SHORT PROBLEM: Count how many lines of the material below contain the string "pangolin", and reply with only that number.
── DATA EXTRACT ──
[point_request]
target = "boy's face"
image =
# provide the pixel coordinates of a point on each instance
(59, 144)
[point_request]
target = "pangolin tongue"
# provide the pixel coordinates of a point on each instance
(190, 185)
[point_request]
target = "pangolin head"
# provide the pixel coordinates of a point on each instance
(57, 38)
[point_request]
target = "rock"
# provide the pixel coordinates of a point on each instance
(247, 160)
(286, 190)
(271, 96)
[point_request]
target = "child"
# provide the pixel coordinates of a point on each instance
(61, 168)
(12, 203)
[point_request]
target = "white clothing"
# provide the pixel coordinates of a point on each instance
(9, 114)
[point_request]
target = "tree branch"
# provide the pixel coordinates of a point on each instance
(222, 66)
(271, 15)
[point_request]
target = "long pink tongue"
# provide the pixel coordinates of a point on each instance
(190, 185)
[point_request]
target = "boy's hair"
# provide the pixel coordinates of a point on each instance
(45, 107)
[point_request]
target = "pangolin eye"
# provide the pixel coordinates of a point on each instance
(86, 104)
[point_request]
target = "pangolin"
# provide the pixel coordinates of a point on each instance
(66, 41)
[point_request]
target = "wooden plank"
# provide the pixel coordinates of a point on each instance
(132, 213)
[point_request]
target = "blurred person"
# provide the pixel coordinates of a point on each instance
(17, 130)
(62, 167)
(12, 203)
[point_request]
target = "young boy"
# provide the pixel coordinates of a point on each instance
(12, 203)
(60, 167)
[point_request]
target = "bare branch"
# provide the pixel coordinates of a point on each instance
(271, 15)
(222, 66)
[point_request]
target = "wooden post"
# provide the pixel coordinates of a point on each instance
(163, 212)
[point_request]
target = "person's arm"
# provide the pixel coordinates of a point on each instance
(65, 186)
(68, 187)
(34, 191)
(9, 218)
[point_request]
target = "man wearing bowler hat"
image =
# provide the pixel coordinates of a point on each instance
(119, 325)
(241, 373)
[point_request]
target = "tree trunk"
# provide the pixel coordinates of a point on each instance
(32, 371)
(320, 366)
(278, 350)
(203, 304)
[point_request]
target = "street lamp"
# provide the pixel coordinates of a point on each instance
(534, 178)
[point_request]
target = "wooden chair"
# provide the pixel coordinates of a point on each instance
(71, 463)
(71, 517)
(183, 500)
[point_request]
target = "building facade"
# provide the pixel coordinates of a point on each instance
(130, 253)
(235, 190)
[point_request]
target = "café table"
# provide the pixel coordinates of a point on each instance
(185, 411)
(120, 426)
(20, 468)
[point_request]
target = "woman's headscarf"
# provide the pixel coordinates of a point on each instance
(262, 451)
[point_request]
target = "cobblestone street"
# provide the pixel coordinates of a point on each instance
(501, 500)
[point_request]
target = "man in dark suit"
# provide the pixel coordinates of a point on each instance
───
ANSWER TO THIS TASK: 4